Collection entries

--------------------------------

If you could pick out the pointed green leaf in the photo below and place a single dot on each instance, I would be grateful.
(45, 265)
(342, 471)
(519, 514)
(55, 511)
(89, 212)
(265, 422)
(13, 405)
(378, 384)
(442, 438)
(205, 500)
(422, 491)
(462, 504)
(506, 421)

--------------------------------

What is required> Reproduce the material above verbatim, line for line.

Full answer>
If you could pick out the pointed green leaf in the photo below and place a single dot on each instance, I would be grateful.
(45, 265)
(342, 471)
(519, 514)
(55, 511)
(89, 212)
(265, 422)
(13, 405)
(378, 384)
(442, 438)
(205, 500)
(422, 491)
(462, 504)
(506, 421)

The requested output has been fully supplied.